Exercise directions:
Scan the records for the word "When". Report each line where it occurs.

╭─ Data for this task

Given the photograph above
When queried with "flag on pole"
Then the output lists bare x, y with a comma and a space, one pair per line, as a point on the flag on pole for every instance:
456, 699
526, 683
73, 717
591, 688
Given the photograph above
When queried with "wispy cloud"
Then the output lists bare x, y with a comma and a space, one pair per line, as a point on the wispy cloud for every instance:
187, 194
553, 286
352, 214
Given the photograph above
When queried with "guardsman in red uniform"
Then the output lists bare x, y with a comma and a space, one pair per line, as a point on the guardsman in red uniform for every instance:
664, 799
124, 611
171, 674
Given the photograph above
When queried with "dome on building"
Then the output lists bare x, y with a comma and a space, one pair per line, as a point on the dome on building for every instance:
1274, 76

╰─

Expected output:
When queried with "flag on pole"
When queried with "wispy cloud"
When queried with "guardsman in red uniform"
When queried with "dome on building"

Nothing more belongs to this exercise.